§ Work instructions
From the listing below, keep only the lines that contain the word "flowering" and copy each one in full.

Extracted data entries
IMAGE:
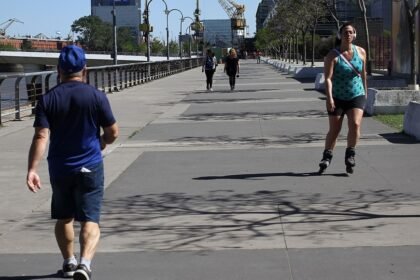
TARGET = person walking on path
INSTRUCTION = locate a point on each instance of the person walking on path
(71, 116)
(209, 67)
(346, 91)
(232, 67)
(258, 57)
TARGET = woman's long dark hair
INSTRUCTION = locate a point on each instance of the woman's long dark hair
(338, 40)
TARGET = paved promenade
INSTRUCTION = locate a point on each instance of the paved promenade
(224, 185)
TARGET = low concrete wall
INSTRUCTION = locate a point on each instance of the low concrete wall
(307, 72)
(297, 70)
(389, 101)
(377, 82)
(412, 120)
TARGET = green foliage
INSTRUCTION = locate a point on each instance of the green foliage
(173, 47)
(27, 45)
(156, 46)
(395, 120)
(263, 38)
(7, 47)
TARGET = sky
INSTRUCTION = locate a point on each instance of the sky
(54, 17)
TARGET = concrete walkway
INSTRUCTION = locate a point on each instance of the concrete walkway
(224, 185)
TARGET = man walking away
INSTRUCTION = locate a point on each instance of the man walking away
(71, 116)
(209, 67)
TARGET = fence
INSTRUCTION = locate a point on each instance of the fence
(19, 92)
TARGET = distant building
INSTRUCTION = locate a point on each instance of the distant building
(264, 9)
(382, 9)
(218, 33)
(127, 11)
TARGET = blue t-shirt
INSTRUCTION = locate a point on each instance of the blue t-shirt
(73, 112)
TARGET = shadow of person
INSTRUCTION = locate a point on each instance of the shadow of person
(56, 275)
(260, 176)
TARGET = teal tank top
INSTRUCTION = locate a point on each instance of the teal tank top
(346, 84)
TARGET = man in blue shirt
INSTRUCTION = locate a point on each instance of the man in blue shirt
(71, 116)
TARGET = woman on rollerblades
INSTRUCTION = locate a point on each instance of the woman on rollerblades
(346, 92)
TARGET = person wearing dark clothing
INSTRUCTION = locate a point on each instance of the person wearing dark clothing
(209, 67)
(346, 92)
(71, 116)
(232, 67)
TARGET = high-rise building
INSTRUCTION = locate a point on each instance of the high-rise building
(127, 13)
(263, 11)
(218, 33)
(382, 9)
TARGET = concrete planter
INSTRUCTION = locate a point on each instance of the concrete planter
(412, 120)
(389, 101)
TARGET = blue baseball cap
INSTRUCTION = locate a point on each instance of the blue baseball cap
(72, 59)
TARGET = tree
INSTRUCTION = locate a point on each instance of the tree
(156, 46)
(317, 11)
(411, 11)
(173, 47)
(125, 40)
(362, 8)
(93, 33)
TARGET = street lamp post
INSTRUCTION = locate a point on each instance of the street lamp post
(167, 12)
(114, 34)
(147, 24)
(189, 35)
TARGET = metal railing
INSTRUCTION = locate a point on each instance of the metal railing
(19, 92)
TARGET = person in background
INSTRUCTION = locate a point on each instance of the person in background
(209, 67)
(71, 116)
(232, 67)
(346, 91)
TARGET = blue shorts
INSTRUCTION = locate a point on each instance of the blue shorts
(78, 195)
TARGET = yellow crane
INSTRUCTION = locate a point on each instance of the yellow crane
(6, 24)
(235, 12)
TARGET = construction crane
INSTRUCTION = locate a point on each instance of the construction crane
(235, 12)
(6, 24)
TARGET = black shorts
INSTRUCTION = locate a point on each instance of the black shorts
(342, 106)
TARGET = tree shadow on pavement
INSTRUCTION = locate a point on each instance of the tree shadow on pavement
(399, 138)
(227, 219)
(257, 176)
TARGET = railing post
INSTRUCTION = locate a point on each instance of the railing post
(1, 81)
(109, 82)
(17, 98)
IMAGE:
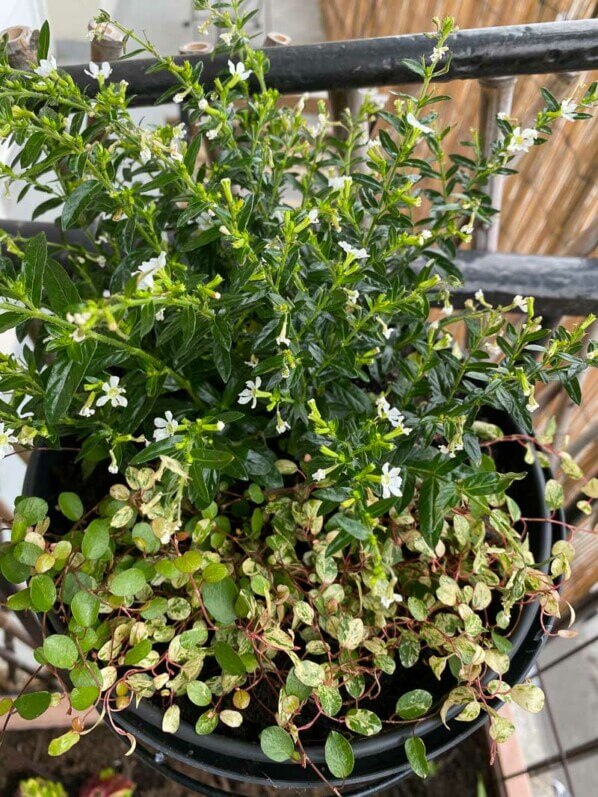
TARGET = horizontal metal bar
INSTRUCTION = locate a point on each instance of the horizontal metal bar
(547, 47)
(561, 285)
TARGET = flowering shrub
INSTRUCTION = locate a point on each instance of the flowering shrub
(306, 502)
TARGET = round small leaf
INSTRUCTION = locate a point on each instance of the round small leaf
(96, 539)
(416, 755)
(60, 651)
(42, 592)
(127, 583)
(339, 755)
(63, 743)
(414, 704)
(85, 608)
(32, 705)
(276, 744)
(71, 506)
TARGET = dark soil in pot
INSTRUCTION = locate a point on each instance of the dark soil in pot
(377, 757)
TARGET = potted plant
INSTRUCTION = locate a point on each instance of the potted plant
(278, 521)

...

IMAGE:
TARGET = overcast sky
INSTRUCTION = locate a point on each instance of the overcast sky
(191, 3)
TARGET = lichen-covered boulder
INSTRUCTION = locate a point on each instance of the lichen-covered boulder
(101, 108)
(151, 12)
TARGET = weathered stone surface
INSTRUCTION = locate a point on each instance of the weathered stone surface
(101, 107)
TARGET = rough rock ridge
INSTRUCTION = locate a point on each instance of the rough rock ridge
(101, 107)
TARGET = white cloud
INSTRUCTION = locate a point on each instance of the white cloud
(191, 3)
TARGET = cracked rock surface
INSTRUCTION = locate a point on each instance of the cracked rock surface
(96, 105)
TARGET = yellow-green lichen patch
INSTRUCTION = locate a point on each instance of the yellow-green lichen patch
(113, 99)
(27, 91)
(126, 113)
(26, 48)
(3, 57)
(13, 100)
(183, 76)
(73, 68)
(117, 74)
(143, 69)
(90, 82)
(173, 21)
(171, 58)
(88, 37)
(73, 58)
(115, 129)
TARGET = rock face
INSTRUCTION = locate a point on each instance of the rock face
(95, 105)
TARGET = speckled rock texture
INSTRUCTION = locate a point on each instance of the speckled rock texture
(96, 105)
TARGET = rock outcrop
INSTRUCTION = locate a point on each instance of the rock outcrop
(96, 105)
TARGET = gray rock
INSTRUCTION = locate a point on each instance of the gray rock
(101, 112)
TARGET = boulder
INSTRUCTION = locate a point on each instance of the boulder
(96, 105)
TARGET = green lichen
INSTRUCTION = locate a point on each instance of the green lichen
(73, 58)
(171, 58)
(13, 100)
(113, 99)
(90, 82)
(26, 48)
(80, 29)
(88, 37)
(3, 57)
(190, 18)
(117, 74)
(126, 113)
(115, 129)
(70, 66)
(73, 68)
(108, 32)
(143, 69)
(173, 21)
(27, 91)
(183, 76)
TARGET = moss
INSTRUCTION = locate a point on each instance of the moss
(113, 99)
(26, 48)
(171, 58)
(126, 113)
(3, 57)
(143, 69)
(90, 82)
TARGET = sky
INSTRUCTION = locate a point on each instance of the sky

§ Response to the exercise
TARGET = flowering shrub
INSTRUCTION = locate a point on each instance of the flowering shrub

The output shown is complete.